* [Direction]
Answer these questions using the Roosevelt excerpt below, numbering each answer to match.
1. How much money did Ickes win in the dollar-limit poker game?
2. What blood pressure reading does the excerpt give for Roosevelt?
3. On what date did Roosevelt speak to the Herald Tribune Forum?

* [Excerpt]
* * *
Roosevelt kept a low profile. These were tense times for the president. “I am almost literally walking on eggs” he wrote Canada’s Lord Tweedsmuir.19 For relaxation the president turned to poker, usually on Saturday evenings. Ickes, Robert Jackson, Pa Watson, Admiral Ross McIntire, FDR’s doctor, and Steve Early usually filled the places at the table. “We played until half past twelve,” Ickes reported after one such session. “We broke up because the President was tired, having had his sleep interrupted for two or three nights by flash news from Europe.” Roosevelt enjoyed wild-card games, especially “Woolworth’s,” a seven-card hand with fives and tens wild. “We were playing dollar limit,” said Ickes. “I won $53.50. The President was the heaviest loser. The game cost him about $35. One thing about playing with the President, we do not have to curry favor by letting him win.”20

At least once a month, more often if possible, Roosevelt took a cruise to nowhere on the presidential yacht Potomac. Downriver, sometimes as far as Point Lookout, the president lolled about and slept late. Missy, Pa Watson, Doc McIntire, and, when he was up to it, Harry Hopkins usually accompanied him. At the White House, FDR averaged fifteen appointments a day, dictated two dozen or so letters to Missy and Grace Tully, and continued to meet the press twice a week. Briefings from the State Department and the military consumed more and more time, cables and state papers streamed across his desk, and there was always the weekly cabinet meeting. He swam less often now, perhaps three times a week, and his blood pressure had climbed to 179/102, which Dr. McIntire dismissed as normal for a man of fifty-eight.21

Lindbergh spoke again on October 13, but the wind was gone from his sails. His overtly racist remarks fell flat. “Our bond with Europe is a bond of race and not political ideology.… Racial strength is vital—politics a luxury. If the white race is ever seriously threatened, it may then be time for us to take our part for its protection, to fight side by side with the English, French, and Germans. But not with one against the other for our mutual destruction.”22*

On the eve of the Senate vote, Roosevelt broke his self-imposed public silence to dispel whatever popular fears remained. Speaking to the Herald Tribune Forum on October 26, FDR lambasted those “orators and commentators beating their breasts and proclaiming against sending the boys of American mothers to fight on battlefields of Europe.” That was “one of the worst fakes in current history,” said Roosevelt. “The simple truth is that no person in any responsible place … has ever suggested the remotest possibility of sending the boys of American mothers to fight on the battlefields of Europe. That is why I label that argument a shameless and dishonest fake.”23

Roosevelt worked both sides of the street. He held out repeal of the arms embargo as a step toward peace, while the purpose of the repeal was to aid the Allies. The implicit logic was that by helping Britain and France defeat Hitler, the United States would not have to fight.
* * *
* [Entries]
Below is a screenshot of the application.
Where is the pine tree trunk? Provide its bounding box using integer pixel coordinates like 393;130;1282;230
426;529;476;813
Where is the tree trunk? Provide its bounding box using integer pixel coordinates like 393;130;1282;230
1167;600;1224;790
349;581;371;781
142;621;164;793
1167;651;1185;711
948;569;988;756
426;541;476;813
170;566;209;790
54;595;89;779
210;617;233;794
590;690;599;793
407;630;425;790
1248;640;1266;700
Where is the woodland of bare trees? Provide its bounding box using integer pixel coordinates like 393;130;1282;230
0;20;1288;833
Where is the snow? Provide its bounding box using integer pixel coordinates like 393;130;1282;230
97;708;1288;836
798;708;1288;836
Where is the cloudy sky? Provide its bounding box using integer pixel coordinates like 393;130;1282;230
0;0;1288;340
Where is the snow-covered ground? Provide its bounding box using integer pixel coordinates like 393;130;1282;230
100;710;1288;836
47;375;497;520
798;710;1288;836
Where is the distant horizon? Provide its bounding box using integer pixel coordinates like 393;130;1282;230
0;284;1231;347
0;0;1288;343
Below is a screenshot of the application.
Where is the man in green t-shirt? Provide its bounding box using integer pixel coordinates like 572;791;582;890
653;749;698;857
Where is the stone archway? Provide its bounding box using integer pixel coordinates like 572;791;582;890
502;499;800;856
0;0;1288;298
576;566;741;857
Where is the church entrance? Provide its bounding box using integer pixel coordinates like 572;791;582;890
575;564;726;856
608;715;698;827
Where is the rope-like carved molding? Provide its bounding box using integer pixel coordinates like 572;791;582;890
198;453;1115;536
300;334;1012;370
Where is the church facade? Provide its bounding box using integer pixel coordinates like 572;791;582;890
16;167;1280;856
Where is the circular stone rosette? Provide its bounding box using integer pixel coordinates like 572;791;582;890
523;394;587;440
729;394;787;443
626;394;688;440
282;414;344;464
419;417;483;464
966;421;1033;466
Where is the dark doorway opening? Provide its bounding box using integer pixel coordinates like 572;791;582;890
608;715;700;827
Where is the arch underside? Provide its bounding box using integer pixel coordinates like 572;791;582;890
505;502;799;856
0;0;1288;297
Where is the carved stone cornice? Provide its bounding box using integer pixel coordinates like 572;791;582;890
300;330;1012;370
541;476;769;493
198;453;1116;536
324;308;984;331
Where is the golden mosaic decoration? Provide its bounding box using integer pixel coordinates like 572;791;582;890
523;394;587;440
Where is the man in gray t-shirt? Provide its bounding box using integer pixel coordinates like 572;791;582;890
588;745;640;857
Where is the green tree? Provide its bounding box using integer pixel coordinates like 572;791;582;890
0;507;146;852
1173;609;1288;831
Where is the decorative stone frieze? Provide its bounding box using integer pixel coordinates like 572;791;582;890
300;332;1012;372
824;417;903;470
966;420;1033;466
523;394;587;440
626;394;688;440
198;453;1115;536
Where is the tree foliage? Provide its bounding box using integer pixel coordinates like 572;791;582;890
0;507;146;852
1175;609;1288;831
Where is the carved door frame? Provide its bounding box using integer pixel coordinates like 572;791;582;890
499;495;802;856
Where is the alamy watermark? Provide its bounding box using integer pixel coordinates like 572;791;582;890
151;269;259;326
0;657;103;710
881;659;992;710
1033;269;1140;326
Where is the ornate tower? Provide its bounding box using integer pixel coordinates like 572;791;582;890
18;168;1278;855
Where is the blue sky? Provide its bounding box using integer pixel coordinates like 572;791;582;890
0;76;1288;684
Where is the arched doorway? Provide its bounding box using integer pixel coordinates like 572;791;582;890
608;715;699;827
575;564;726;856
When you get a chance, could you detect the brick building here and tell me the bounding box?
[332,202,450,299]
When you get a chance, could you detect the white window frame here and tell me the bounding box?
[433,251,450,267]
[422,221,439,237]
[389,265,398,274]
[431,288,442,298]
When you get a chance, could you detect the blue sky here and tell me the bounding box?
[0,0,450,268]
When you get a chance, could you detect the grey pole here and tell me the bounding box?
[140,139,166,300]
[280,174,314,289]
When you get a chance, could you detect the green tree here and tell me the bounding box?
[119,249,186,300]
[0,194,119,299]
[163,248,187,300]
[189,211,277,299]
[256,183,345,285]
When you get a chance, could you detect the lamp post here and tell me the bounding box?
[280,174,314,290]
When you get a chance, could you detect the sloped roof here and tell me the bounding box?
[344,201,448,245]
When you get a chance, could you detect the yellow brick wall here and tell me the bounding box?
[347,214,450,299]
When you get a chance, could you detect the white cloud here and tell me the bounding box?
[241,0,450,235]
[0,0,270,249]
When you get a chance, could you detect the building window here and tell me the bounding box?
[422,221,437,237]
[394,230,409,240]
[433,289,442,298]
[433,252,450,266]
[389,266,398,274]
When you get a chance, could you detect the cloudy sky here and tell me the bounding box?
* * *
* [Worked answer]
1. $53.50
2. 179/102
3. October 26